▸ **Exercise**: Reproduce every one of the rows below word for word, leaving the pictures out of your answer.

▸ **Records for this task**:
* start *
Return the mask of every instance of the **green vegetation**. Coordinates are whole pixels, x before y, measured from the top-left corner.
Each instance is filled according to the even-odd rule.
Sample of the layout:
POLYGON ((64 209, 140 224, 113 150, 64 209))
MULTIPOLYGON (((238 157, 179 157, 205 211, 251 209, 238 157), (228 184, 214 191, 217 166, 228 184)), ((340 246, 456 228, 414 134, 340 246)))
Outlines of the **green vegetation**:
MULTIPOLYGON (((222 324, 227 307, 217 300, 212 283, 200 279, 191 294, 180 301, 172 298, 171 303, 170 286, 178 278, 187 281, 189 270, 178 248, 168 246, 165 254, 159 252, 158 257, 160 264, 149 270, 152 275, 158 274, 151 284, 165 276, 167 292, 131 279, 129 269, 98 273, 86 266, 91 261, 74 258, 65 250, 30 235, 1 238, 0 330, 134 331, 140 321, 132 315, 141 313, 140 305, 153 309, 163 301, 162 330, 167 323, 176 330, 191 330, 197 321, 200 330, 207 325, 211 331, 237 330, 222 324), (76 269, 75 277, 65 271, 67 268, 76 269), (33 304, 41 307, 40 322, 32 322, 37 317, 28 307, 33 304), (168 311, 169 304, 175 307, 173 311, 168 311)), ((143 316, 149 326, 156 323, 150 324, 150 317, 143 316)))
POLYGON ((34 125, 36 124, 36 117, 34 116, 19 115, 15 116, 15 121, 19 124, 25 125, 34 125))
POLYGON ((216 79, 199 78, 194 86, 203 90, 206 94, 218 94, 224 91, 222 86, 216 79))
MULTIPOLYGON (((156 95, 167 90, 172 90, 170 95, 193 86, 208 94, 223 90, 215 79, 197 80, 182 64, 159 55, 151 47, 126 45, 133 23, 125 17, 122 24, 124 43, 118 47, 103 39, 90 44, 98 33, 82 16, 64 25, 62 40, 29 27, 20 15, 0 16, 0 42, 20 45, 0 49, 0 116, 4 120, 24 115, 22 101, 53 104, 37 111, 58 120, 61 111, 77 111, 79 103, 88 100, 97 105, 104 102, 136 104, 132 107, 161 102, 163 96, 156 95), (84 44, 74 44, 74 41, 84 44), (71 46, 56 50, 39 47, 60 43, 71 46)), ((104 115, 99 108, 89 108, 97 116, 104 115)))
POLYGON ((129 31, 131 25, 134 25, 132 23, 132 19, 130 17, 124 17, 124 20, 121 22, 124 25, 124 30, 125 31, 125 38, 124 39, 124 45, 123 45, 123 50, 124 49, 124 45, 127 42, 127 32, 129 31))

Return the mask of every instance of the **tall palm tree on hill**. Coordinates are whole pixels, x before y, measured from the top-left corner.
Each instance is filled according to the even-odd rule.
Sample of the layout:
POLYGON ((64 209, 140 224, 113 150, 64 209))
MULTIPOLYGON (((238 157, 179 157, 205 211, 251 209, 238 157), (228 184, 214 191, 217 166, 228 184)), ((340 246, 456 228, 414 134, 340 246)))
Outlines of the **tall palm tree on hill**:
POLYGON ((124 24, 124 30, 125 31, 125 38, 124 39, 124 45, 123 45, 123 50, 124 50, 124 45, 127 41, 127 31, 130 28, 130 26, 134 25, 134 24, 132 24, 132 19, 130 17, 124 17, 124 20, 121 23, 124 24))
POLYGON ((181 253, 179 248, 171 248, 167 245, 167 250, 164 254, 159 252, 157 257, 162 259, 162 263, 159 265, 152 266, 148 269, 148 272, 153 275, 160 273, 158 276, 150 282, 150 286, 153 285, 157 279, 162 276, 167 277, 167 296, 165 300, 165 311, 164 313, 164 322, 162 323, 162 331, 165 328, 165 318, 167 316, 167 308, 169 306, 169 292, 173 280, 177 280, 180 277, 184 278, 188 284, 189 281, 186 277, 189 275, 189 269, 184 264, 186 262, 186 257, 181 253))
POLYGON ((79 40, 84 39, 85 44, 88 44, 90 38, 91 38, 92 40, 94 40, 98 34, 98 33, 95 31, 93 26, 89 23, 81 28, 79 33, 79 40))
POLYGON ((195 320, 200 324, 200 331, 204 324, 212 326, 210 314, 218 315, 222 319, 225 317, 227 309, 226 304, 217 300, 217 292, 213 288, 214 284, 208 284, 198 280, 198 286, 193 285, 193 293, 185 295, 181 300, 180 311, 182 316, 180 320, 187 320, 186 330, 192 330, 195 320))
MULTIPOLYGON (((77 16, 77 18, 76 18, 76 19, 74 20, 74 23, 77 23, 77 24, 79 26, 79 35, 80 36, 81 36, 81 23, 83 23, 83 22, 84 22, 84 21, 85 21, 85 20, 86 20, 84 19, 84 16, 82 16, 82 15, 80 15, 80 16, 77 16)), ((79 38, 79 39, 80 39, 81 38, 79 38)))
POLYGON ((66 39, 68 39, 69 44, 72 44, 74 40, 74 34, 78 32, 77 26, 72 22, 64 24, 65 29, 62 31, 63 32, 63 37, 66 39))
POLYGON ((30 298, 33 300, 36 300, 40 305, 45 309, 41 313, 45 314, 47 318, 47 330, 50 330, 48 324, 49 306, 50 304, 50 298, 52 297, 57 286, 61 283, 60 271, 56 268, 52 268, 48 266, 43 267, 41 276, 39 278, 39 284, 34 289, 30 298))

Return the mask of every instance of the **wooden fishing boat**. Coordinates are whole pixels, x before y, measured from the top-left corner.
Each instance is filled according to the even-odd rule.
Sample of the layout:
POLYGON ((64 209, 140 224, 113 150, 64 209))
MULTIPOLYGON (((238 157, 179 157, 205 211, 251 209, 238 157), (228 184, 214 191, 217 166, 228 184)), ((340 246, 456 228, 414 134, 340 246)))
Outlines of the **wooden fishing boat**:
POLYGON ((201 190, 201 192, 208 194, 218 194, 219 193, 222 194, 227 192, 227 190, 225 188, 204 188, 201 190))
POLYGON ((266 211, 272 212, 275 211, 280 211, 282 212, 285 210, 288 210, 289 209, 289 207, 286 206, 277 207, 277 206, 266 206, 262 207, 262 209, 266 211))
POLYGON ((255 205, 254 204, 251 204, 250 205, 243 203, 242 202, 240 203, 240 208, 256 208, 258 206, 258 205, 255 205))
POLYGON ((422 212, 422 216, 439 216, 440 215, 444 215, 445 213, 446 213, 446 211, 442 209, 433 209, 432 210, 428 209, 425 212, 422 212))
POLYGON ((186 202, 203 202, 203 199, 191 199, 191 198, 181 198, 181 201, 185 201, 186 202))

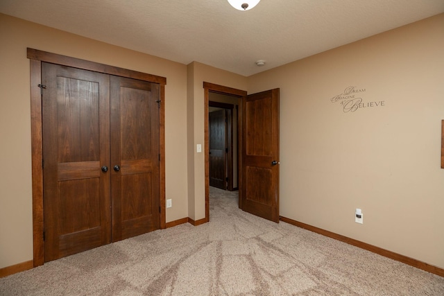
* end *
▸ **Written response**:
Return the mask of every instance of the **green vegetation**. Coordinates are whole pixels, x before y, measured from the top-left corner.
Each instance is filled according to the even-odd rule.
Sample of the layout:
POLYGON ((64 209, 140 224, 113 150, 64 209))
MULTIPOLYGON (((238 157, 179 157, 205 211, 251 209, 238 157), (228 184, 214 191, 217 166, 228 184)), ((340 246, 456 228, 414 134, 340 246)))
Outlines of the **green vegetation**:
MULTIPOLYGON (((222 324, 227 307, 217 300, 212 283, 200 279, 191 294, 180 301, 172 298, 171 303, 170 286, 178 278, 187 281, 189 270, 178 248, 168 246, 165 254, 159 252, 158 257, 160 264, 149 270, 152 275, 158 274, 151 284, 165 276, 167 292, 131 279, 129 269, 98 273, 86 266, 91 261, 74 258, 65 250, 30 235, 1 238, 0 330, 134 331, 140 321, 132 315, 141 313, 140 305, 153 309, 163 301, 162 330, 167 323, 176 330, 191 330, 197 321, 200 330, 207 325, 211 331, 237 330, 222 324), (76 269, 75 277, 65 271, 67 268, 76 269), (33 304, 41 307, 40 322, 32 322, 37 317, 28 307, 33 304), (168 311, 169 304, 175 307, 173 311, 168 311)), ((143 316, 149 326, 156 323, 150 324, 150 317, 143 316)))
POLYGON ((34 125, 36 124, 36 117, 34 116, 19 115, 15 116, 15 121, 19 124, 25 125, 34 125))
POLYGON ((216 79, 199 78, 194 86, 203 90, 206 94, 218 94, 224 91, 222 86, 216 79))
MULTIPOLYGON (((156 95, 167 90, 172 90, 170 95, 193 86, 208 94, 223 90, 215 79, 197 80, 182 64, 159 55, 151 47, 126 45, 133 23, 125 17, 122 24, 124 43, 118 47, 103 39, 90 44, 98 33, 82 16, 64 25, 62 40, 29 27, 20 15, 0 16, 0 42, 20 45, 0 49, 0 116, 4 120, 24 115, 22 101, 53 104, 37 111, 58 120, 61 111, 77 111, 79 103, 88 100, 97 105, 104 102, 136 104, 132 107, 161 102, 163 96, 156 95), (84 44, 74 44, 74 41, 84 44), (71 46, 56 50, 39 47, 60 43, 71 46)), ((104 115, 99 108, 89 108, 97 116, 104 115)))
POLYGON ((129 31, 131 25, 134 25, 132 23, 132 19, 130 17, 124 17, 124 20, 121 22, 124 25, 124 30, 125 31, 125 38, 124 39, 124 45, 123 45, 123 50, 124 49, 124 45, 127 42, 127 32, 129 31))

Return the mask of every instance of the **tall palm tree on hill**. Coordinates are whole pixels, x before y, measured from the top-left corner.
Each instance is filled according to the even-odd rule.
Sample of the layout:
POLYGON ((64 209, 140 224, 113 150, 64 209))
MULTIPOLYGON (((238 157, 179 157, 205 211, 251 209, 238 157), (228 184, 214 191, 217 166, 228 184)), ((340 246, 456 228, 414 134, 340 246)))
Outlines of the **tall palm tree on hill**:
POLYGON ((124 24, 124 30, 125 31, 125 38, 124 39, 124 45, 123 45, 123 50, 124 50, 124 45, 127 41, 127 31, 130 28, 130 26, 134 25, 134 24, 132 24, 132 19, 130 17, 124 17, 124 20, 121 23, 124 24))
POLYGON ((181 253, 179 248, 171 248, 167 245, 167 250, 164 254, 159 252, 157 257, 162 259, 162 263, 159 265, 152 266, 148 269, 148 272, 153 275, 160 273, 158 276, 150 282, 150 286, 153 285, 157 279, 162 276, 167 277, 167 296, 165 300, 165 311, 164 313, 164 322, 162 323, 162 331, 165 328, 165 318, 167 316, 167 308, 169 306, 169 292, 173 280, 177 280, 180 277, 184 278, 188 284, 189 281, 186 277, 189 275, 189 269, 184 264, 186 262, 186 257, 181 253))
POLYGON ((79 40, 84 39, 85 44, 88 44, 90 38, 91 38, 92 40, 94 40, 98 34, 98 33, 95 31, 93 26, 89 23, 81 28, 79 33, 79 40))
POLYGON ((195 320, 200 324, 200 331, 204 324, 212 326, 210 314, 218 315, 222 319, 225 317, 227 309, 226 304, 217 300, 217 292, 213 288, 214 284, 208 284, 198 280, 198 286, 193 285, 193 293, 185 295, 181 300, 180 311, 182 316, 180 320, 187 320, 186 330, 192 330, 195 320))
MULTIPOLYGON (((77 16, 77 18, 76 18, 76 19, 74 20, 74 23, 77 23, 77 24, 79 26, 79 35, 80 36, 81 36, 81 23, 83 23, 83 22, 84 22, 84 21, 85 21, 85 20, 86 20, 84 19, 84 16, 82 16, 82 15, 80 15, 80 16, 77 16)), ((79 38, 79 39, 80 39, 81 38, 79 38)))
POLYGON ((66 39, 68 39, 69 44, 72 44, 74 40, 74 34, 78 32, 77 26, 72 22, 64 24, 65 29, 62 31, 63 32, 63 37, 66 39))
POLYGON ((30 298, 33 300, 36 300, 40 305, 45 309, 41 313, 45 314, 47 318, 47 330, 50 330, 48 324, 49 306, 50 304, 50 298, 52 297, 57 286, 61 283, 60 271, 56 268, 52 268, 48 266, 43 267, 41 276, 39 278, 39 284, 34 289, 30 298))

Return the mask of every instance of the **wooden fishing boat**. Coordinates are whole pixels, x before y, measured from the top-left corner.
Each instance is filled according to the even-odd rule.
Sample of the layout:
POLYGON ((64 209, 140 224, 113 150, 64 209))
MULTIPOLYGON (((238 157, 179 157, 205 211, 251 209, 238 157), (228 184, 214 191, 217 166, 228 184)), ((340 246, 456 228, 414 134, 340 246)))
Outlines of the **wooden fishing boat**:
POLYGON ((201 190, 201 192, 208 194, 218 194, 219 193, 222 194, 227 192, 227 190, 225 188, 204 188, 201 190))
POLYGON ((266 211, 272 212, 275 211, 280 211, 282 212, 285 210, 288 210, 289 209, 289 207, 286 206, 277 207, 277 206, 266 206, 262 207, 262 209, 266 211))
POLYGON ((255 205, 254 204, 251 204, 250 205, 243 203, 242 202, 240 203, 240 208, 256 208, 258 206, 258 205, 255 205))
POLYGON ((422 212, 422 216, 439 216, 440 215, 444 215, 445 213, 446 213, 446 211, 442 209, 433 209, 432 210, 428 209, 425 212, 422 212))
POLYGON ((186 202, 203 202, 203 199, 191 199, 191 198, 181 198, 181 201, 185 201, 186 202))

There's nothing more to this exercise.